- _作業指示_
• 1. 引用文のうち、「しかし、バルサのトップチーム」を含む語句で始まり「クシーを上位に導いて欲しい。」で終わる部分を、一字も変えずに書き出してください。
• 2. 次の(a)〜(c)が引用文の内容と合っているかを、それぞれ「はい」か「いいえ」で答え、判断の根拠となる引用文の語句をそのまま引用して添えてください。(a) カルロス・ベラはU-17W杯で得点王になった。(b) ネマニャ・リコリッチは欧州のビッグリーグでプレーした経験がある。(c) ホセフ・マルティネスはトリノで76試合に出場した。

- _引用文_
════
左右両足で高精度なシュートを放つことができ、中距離・長距離砲も兼ね備えている。年齢を重ねる度にキャリアハイの成績を残しているベテランMFは、今季も活躍できるのだろうか?
▽カルロス・ベラ
代表歴:メキシコ代表
Pos :FW
年齢:28歳
所属:ロサンゼルスFC
リーガで通算69ゴール47アシストを記録している実績十分のウインガーだが、今シーズンのプレシーズンマッチを観る限りでは、トップ下を任されそうだ。
2005年に開催されたU-17W杯では得点王に輝き直後にアーセナルに引き抜かれるなど、若くからその才能には注目されていた。卓越したドリブルテクニック、精度の高いラストパス、コントロールシュートを大きな武器としている一方で、長年メンタル面が問題視されており、ここ最近のシーズンは良い成績を残せていない。新天地で気持ちを改め良い成績が残せるか注目だ。
▽ジオバニ・ドス・サントス
代表歴:メキシコ代表
Pos :FW
年齢:28歳
所属:ロサンゼルス・ギャラクシー
バルセロナユース出身で、次代を担うと目された天才ドリブラー。「ロナウジーニョ2世」とも称されたほどの高いテクニックをもち、スピード、パス、シュートの技術は天才の名を恣にしてきたプレイヤーたちに引けを取らない。
しかし、バルサのトップチーム昇格時には前線にアンリ、エトー、メッシ、ボージャンなど多くのスーパースターに阻まれて、出場機会を得ることが出来ずトッテナムへ移籍する。その後はマジョルカやビジャレアルでプレーし、現在はLAギャラクシーでプレーしている。
昨季はリーグ戦25試合6ゴール3アシストと今一つの成績だった。今季こそ弟のジョバンニ・ドス・サントスと共にLAギャラクシーを上位に導いて欲しい。
▽ネマニャ・リコリッチ
代表歴:ハンガリー代表
Pos :FW
年齢:30歳
所属:シカゴ・ファイアー
昨季のMLS得点王を注目しないわけにはいかない。昨季は加入初年度ながら的確なポジショニングと鋭い嗅覚を武器に、34試合24ゴールと大きく結果を残した。欧州ビックリーグでのプレーはなく、あまり知名度も高い選手ではないが、ハンガリー1部リーグでは通算197試合117ゴール、ポーランド1部リーグでは56試合40ゴールと在籍したクラブで必ず結果を出している。
シカゴの”仕事人”は今季もMLSで2年連続得点王となれるのか?
▽ホセフ・マルティネス
代表歴:ベネズエラ代表
Pos :FW
年齢:24歳
所属:アトランタ・ユナイテッド
18歳でA代表デビューし、アンダーカテゴリーから期待されていたストライカーだ。21歳でイタリア・セリエAのトリノに加入したが、76試合に出場13ゴール6アシストと、「ストライカー」としての殻を破りきることはできなかった。
しかし昨季加入したアトランタ・ユナイテッドでは、リーグ戦20試合19ゴールと大活躍。得点王まであと一歩だった。今年こそ得点王を目指し、「ストライカー」としての覚醒が期待される。
════
- _元データ_
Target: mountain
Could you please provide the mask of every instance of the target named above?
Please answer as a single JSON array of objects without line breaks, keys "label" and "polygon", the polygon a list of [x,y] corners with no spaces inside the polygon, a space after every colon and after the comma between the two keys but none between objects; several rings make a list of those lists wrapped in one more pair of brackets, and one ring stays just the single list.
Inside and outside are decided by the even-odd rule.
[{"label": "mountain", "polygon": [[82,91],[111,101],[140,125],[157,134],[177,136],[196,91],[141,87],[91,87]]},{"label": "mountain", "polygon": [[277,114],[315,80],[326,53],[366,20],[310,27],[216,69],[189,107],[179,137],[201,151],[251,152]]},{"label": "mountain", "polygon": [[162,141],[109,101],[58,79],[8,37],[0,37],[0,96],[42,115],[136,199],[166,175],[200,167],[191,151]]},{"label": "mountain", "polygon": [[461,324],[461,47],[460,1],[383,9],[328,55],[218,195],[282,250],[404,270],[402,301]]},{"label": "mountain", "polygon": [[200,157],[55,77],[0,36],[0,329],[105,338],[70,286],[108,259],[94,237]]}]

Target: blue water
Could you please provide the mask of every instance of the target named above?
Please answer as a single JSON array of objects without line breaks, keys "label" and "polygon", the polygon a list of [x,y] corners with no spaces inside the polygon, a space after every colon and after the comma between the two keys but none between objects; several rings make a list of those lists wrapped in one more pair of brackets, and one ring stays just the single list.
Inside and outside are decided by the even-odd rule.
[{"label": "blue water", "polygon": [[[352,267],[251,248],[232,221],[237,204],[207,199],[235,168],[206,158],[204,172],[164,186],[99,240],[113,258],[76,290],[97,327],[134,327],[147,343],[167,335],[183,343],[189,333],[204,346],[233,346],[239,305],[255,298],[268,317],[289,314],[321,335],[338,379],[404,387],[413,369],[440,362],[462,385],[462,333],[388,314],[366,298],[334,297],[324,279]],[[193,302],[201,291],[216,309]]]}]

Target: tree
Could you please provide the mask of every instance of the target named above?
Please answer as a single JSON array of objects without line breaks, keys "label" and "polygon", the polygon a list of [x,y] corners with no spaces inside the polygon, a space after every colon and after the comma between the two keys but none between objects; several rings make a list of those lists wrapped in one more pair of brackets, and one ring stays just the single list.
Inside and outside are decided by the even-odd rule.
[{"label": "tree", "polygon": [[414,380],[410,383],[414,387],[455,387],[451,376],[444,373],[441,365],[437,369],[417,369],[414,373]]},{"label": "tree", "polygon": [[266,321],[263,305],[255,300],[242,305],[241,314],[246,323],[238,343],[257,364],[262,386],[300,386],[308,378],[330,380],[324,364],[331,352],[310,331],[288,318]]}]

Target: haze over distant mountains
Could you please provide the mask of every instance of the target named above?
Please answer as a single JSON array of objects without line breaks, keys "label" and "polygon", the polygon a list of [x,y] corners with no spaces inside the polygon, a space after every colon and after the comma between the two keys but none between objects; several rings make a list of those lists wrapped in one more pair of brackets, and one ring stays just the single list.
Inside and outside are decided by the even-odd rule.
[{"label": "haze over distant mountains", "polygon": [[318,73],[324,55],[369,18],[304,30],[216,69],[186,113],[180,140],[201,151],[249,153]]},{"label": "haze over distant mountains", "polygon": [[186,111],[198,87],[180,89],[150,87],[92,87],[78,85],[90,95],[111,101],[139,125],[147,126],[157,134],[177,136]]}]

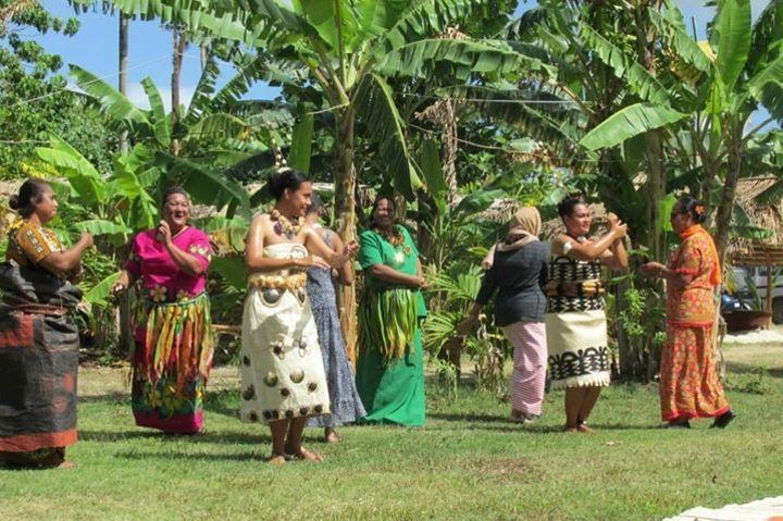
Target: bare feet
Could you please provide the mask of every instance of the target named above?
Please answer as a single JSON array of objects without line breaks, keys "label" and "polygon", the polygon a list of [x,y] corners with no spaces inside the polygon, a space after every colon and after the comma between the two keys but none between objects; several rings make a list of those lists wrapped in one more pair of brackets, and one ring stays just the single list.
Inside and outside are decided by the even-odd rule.
[{"label": "bare feet", "polygon": [[343,436],[338,435],[337,432],[332,427],[324,429],[324,441],[326,443],[340,443]]},{"label": "bare feet", "polygon": [[304,461],[323,461],[323,458],[320,455],[312,452],[304,447],[299,447],[299,450],[286,450],[286,452],[288,452],[289,456],[294,456],[297,459],[303,459]]},{"label": "bare feet", "polygon": [[585,422],[576,424],[576,431],[583,434],[595,434],[595,431],[588,427]]},{"label": "bare feet", "polygon": [[283,455],[272,456],[269,459],[269,462],[270,462],[270,464],[273,464],[275,467],[283,466],[283,464],[285,464],[285,456],[283,456]]}]

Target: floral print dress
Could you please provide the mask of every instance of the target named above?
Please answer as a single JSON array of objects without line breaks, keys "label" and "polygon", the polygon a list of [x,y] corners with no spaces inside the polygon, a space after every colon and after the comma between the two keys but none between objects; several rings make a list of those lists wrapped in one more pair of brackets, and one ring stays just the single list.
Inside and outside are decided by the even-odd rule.
[{"label": "floral print dress", "polygon": [[206,293],[212,248],[191,226],[172,240],[195,256],[200,275],[179,269],[156,230],[138,234],[125,270],[141,281],[145,295],[135,313],[132,404],[136,424],[170,433],[203,426],[203,389],[214,351]]}]

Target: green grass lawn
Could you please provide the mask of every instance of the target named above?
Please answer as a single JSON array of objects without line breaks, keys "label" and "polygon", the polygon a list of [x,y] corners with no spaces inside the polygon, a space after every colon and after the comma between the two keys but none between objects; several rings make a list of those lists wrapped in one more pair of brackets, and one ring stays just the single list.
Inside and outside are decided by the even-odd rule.
[{"label": "green grass lawn", "polygon": [[[746,355],[750,353],[750,355]],[[783,348],[726,351],[738,418],[663,431],[657,387],[614,385],[591,425],[560,432],[561,393],[533,425],[506,421],[508,405],[431,384],[424,429],[345,427],[326,462],[273,468],[262,425],[236,418],[232,368],[215,372],[207,433],[170,437],[134,425],[122,370],[80,373],[77,468],[0,469],[0,519],[660,519],[783,494]],[[765,368],[759,376],[758,370]]]}]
════
- _解答一覧_
• 1.
しかし、バルサのトップチーム昇格時には前線にアンリ、エトー、メッシ、ボージャンなど多くのスーパースターに阻まれて、出場機会を得ることが出来ずトッテナムへ移籍する。その後はマジョルカやビジャレアルでプレーし、現在はLAギャラクシーでプレーしている。
昨季はリーグ戦25試合6ゴール3アシストと今一つの成績だった。今季こそ弟のジョバンニ・ドス・サントスと共にLAギャラクシーを上位に導いて欲しい。

• 2.
(a) はい。「2005年に開催されたU-17W杯では得点王に輝き」
(b) いいえ。「欧州ビックリーグでのプレーはなく」
(c) はい。「76試合に出場13ゴール6アシスト」